■ **ATIVIDADE 1**: Indique se cada afirmação a seguir está de acordo com o texto sobre contas hospitalares dos planos de saúde, apresentado abaixo. Responda sim ou não e cite literalmente as palavras do texto que decidem a questão. (a) A apresentação das contas pelo prestador gera automaticamente o direito ao recebimento dos valores. (b) O direito de cobrar os valores dos serviços médico-hospitalares é prescritível, e não decadencial. (c) A vedação legal à alteração do prazo se apoia no art. 192 do Código Civil.
■ **ATIVIDADE 2**: Dê prosseguimento ao texto sobre contas hospitalares dos planos de saúde, que aparece abaixo, a partir da última frase apresentada.

━━━━━ TEXTO PARA ANÁLISE

É praxe que os contratos de prestação de serviços celebrados pelos
planos de saúde com clínicas ou hospitais privados contenham cláusulas com
previsão de prazo para apresentação de contas e para a entrega de faturas dos
atendimentos realizados pelos prestadores aos beneficiários do plano em questão.
Apesar de o serviço ter sido efetivamente autorizado e prestado, não raras vezes as
operadoras de planos de saúde recusam-se a efetuar os respectivos pagamentos, sob
o argumento de que o prazo contratual para a apresentação das contas hospitalares
foi descumprido e, portanto, teria decaído o direito de cobrança.
Ocorre que a estrutura contratual utilizada como regra permite verificar
que a apresentação das contas para pagamento pelo plano de saúde não é um direito
potestativo (poderes ou faculdades do seu titular e que não admitem qualquer
contestação), mas sim um direito subjetivo decorrente da própria essência do negócio.
Isso porque a apresentação das contas pelo prestador do serviço não
gera automaticamente o direito ao recebimento dos valores lá mencionados, já que
dependerá de avaliação do plano de saúde. Ou seja, o direito do prestador de serviços
não é automático e admite contestação por parte do plano de saúde.
Assim, não há como sustentar que o direito de cobrar os valores
decorrentes dos serviços médico-hospitalares prestados é decadencial, mas sim
prescritível. E sendo prescritível o direito subjetivo, não se pode falar em alteração do
prazo previsto em lei diante da expressa vedação legal do art. 192, Código Civil, que
prevalece sobre os interesses das partes e limita a autonomia da vontade. Se a lei
expressamente veda a convenção das partes sobre a prescrição, não há qualquer
dúvida que se trata de norma de ordem pública.

━━━━━━━━━━
━━━━━ DADOS

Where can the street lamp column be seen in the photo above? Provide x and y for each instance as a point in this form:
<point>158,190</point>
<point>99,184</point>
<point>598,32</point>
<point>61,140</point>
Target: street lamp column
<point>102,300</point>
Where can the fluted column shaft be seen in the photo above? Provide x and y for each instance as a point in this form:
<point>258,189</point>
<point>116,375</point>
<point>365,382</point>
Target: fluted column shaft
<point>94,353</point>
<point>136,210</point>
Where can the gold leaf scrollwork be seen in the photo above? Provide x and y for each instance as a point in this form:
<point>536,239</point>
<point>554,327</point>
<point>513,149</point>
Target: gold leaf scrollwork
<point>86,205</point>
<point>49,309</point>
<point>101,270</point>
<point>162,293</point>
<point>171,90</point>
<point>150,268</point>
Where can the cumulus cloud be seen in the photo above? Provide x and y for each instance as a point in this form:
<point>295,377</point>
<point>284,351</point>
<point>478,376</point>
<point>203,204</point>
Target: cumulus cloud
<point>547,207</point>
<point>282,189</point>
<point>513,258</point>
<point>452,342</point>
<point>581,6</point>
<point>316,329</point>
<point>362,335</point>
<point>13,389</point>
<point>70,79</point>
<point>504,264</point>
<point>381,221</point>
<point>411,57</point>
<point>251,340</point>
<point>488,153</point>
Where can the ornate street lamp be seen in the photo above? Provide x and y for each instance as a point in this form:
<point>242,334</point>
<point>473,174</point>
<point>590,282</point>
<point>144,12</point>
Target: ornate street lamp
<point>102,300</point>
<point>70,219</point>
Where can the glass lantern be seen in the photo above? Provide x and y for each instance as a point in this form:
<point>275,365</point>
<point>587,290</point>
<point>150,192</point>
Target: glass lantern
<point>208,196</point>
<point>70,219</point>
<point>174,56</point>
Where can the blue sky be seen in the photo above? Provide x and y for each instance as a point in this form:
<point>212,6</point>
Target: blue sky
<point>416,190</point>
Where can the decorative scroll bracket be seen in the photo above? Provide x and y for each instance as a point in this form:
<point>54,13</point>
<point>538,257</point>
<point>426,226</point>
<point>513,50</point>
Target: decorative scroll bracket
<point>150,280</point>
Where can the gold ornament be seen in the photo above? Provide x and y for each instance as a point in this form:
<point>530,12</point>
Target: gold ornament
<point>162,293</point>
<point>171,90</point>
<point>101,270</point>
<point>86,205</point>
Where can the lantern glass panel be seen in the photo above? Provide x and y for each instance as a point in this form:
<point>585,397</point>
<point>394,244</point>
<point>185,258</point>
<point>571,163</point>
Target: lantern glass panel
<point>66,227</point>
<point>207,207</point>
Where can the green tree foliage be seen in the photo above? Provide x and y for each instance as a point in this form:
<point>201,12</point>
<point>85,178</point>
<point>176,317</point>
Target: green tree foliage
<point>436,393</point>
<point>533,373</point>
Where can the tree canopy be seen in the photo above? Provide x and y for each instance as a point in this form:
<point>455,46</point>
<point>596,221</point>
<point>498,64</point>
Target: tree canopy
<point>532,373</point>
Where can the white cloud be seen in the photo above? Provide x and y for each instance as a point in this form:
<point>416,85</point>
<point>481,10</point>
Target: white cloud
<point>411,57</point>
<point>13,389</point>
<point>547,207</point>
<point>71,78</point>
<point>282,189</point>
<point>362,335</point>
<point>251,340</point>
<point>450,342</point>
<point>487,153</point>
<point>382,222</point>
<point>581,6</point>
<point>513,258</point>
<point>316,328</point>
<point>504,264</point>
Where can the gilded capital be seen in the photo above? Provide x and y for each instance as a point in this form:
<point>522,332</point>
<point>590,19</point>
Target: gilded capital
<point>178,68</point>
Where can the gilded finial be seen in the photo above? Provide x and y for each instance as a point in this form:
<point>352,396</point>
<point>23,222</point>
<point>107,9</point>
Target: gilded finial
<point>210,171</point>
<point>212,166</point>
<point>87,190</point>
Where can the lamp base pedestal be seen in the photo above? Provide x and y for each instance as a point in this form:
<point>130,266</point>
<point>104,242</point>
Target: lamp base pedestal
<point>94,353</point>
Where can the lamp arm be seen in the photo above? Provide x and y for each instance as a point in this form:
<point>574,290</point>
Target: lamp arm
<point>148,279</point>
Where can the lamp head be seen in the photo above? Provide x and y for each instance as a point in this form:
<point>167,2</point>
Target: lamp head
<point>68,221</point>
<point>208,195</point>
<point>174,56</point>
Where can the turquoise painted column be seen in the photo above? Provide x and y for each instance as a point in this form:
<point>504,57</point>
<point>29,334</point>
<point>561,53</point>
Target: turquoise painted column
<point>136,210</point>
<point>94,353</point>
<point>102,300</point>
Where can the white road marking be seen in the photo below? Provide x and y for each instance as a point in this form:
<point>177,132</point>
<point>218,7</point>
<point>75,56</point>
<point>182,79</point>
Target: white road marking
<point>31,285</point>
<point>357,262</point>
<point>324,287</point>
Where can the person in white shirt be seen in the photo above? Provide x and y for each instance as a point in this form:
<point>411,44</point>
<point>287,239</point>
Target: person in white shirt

━━━━━━━━━━

■ **SUA RESPOSTA 1**:
(a) Não: "a apresentação das contas pelo prestador do serviço não gera automaticamente o direito ao recebimento dos valores lá mencionados"
(b) Sim: "não há como sustentar que o direito de cobrar os valores decorrentes dos serviços médico-hospitalares prestados é decadencial, mas sim prescritível"
(c) Sim: "diante da expressa vedação legal do art. 192, Código Civil"

■ **SUA RESPOSTA 2**:
No caso dos contratos de prestação de serviços celebrados por
prestadores de serviços médicos e hospitalares com planos de saúde, pouco
importará a redação da cláusula ou mesmo se houve a expressa exclusão do dever de
efetuar o pagamento se as contas não forem apresentadas no prazo. É necessário
que se tenha em mente a natureza do direito (subjetivo e, portanto, prescritível),
evitando que se burle as normas de ordem pública trazidas pela codificação aplicável.
Se houver autorização prévia por parte do plano de saúde, a negativa
de pagamento configura violação ao Princípio da Boa-Fé Objetiva e seus deveres
anexos, principalmente o dever de “non venire contra factum proprium”. E a prévia
prestação do serviço (autorizado) configura adimplemento substancial da obrigação,
de modo que não pode ser utilizada a exceção do contrato não cumprido para negar o
pagamento.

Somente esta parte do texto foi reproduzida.